What to produce:
Please count the lines in the records that contain the word "building", treating uppercase and lowercase as different, and reply with the number alone.

── Data for this task ──

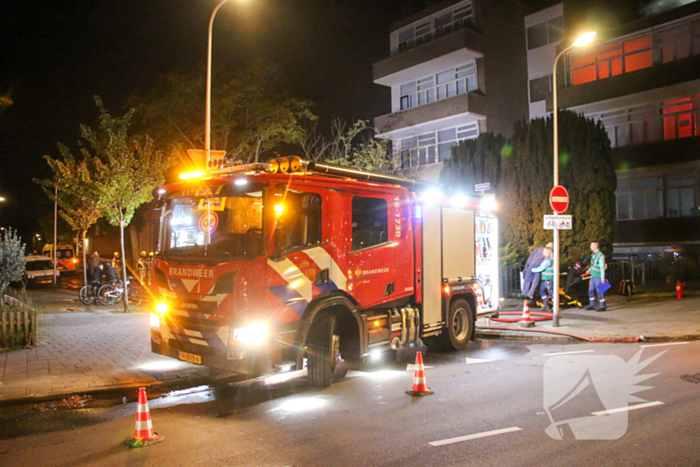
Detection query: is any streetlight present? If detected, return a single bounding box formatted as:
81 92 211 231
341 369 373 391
204 0 228 167
552 31 596 327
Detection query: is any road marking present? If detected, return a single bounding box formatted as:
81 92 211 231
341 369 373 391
467 357 493 365
542 350 595 357
591 401 664 416
640 342 690 347
406 363 435 371
428 426 522 446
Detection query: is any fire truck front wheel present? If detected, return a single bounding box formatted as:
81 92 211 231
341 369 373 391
440 298 474 350
308 314 342 387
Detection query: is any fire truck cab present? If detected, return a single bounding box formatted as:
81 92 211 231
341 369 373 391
151 158 499 386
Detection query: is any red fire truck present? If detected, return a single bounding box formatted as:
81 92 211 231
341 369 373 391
151 158 499 386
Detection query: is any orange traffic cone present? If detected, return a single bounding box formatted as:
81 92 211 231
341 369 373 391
124 388 163 448
518 300 535 328
406 352 435 396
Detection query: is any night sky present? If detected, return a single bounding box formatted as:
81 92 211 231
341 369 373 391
0 0 660 239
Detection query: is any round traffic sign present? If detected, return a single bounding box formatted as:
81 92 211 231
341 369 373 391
549 185 569 214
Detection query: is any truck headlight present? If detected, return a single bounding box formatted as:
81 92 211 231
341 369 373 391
229 323 270 345
151 313 160 329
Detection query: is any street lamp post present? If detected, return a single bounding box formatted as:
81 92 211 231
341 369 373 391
204 0 228 167
552 31 596 327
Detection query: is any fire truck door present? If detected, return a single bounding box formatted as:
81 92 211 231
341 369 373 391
348 194 398 308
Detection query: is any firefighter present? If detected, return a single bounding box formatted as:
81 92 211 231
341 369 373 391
532 247 554 311
522 242 554 299
586 242 605 311
137 251 147 284
112 251 122 277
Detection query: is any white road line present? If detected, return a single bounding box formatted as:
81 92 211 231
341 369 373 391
542 350 595 357
406 363 435 371
640 342 690 347
467 357 493 365
428 426 522 446
591 401 664 416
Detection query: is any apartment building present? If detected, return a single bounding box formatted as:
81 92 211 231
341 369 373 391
374 0 528 181
525 2 700 258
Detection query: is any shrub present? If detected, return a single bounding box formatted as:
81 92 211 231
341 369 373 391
0 229 25 297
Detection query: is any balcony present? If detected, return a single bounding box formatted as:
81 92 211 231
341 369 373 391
374 92 488 137
610 136 700 170
613 216 700 245
374 29 484 86
547 55 700 112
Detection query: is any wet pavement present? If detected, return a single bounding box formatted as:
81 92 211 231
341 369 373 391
477 293 700 342
0 310 209 403
0 340 531 440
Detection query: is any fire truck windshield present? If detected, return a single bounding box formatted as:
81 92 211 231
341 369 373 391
161 186 263 259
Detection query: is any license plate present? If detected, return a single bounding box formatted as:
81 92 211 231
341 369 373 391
180 352 202 365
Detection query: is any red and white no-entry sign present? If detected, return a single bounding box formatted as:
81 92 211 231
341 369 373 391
549 185 569 213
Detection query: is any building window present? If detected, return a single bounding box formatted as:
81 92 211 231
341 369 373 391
527 16 564 50
530 75 552 102
400 123 479 169
569 35 653 86
587 94 700 148
658 19 700 63
665 175 697 217
352 196 388 251
615 178 659 221
398 1 474 52
662 94 700 139
400 62 477 110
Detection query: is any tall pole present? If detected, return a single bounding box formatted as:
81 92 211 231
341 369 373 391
204 0 228 168
552 45 573 327
53 185 58 285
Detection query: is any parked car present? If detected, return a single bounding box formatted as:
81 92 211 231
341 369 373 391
13 255 61 287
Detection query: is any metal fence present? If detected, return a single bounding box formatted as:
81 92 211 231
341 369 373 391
500 258 700 298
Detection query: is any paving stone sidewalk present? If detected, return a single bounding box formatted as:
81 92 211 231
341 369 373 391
0 311 209 401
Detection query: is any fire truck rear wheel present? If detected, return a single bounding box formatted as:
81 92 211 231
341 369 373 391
309 315 344 387
440 298 474 350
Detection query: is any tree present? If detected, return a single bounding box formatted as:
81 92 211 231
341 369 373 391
35 152 101 284
76 97 170 312
301 119 394 172
132 64 316 162
0 229 26 298
440 111 617 266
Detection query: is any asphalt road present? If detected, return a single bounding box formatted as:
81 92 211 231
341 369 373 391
0 340 700 466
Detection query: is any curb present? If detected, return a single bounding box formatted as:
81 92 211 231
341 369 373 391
476 326 700 343
0 375 235 408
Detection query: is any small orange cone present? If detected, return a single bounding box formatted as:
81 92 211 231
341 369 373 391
124 388 164 448
406 352 435 397
518 300 535 328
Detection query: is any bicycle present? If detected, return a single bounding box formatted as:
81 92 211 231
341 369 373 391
97 277 143 305
78 281 102 305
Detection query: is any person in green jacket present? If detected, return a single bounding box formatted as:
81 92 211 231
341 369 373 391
586 242 605 311
532 247 554 311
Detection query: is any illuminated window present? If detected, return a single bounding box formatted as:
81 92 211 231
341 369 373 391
664 175 697 217
662 95 700 139
569 35 653 86
400 123 479 169
530 75 552 102
615 178 659 221
399 62 477 110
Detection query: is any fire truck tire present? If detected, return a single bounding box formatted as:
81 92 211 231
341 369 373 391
308 315 340 387
440 298 474 350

───

Result below:
2